— Begin Given passage —

Patmos is both a pilgrimage and an activity destination. Referred to as the Jerusalem of the Aegean, Patmos in Greece inspired St. John to pen the Revelation of the Apocalypse. Both Continental and Orthodox Christians consider this a sacred associated with a number of parables. For nature lovers, Patmos is charming, tranquil and exquisite. Whether you go there for salvation or for rejuvenation, this Aegean island is certain to amaze you.

There are a number of fables describing the formation of this picturesque island. According to one fable, Selini, the moon goddess wanted the sunken island of Letois in the name of Artemis daughter of Leto to be brought to the surface. With Apollo's help and Zeus' intervention this ocean floor island was brought to the surface. In another fable, a group of pirates tried to attack Christodoulos while he was building St. John Monastery. On seeing the pirates coming to attack the devout, Christodoulos sought divine intervention as there was no place to flee or hide. God to answer Christodoulos' prayer overturned the pirate ship and transformed it to an island.

St. John, one of Christ's disciples, was sent on exile to this Greek island where he took refuge in a cave below a hilltop temple of Diana. It is believed that here St. John received oracular message which he recorded as 'The Revelations'. He also composed the Fourth Gospel in this cave, which is now revered as the Holy Grotto of the Revelation. Also referred to as 'the Cave of the Apocalypse', it is reachable by climbing down about 43 steps. The Revelations of St. John were noted by his disciple Prochoros at about 95 AD.

Activities in Patmos

While touring Patmos, visit the Monastery of St. John constructed by Abbot Christodoulos with patronage from Anna Dalassini the King mother. The construction of this monastery was completed in 1088 with the initial phase being completed by monks from Constantinople. Initially women were debarred from entering not only in this monastery but also the island. However, now they are allowed to stay at a safe distance from this monastery. The Patmaida is remarkable for its outstanding frescos dating back to the 12th, 13th and 14th centuries. The icons in Patmaida are beyond comparison, particularly those of St. Jacob, and St. Theodoros. Paintings of E. Skordilis, M. Damaskinos, and Th. Chios stand out for their brilliance and subtlety. Artifacts in silver, velvet and other textile materials are stunning.

— End Given passage —
— Begin Data segment —

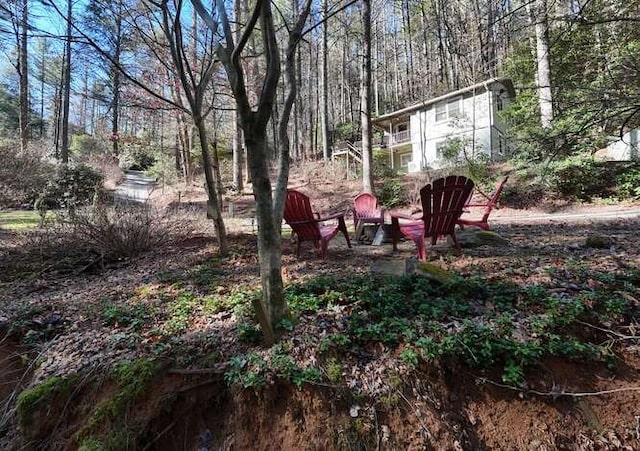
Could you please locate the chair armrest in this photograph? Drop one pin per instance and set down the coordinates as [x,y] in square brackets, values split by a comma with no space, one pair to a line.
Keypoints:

— End Data segment —

The problem
From the passage about Patmos, write out the part that begins with the words "Patmos is both" and stops after "to amaze you.", replacing "exquisite" with "stunning".

Full response
Patmos is both a pilgrimage and an activity destination. Referred to as the Jerusalem of the Aegean, Patmos in Greece inspired St. John to pen the Revelation of the Apocalypse. Both Continental and Orthodox Christians consider this a sacred associated with a number of parables. For nature lovers, Patmos is charming, tranquil and stunning. Whether you go there for salvation or for rejuvenation, this Aegean island is certain to amaze you.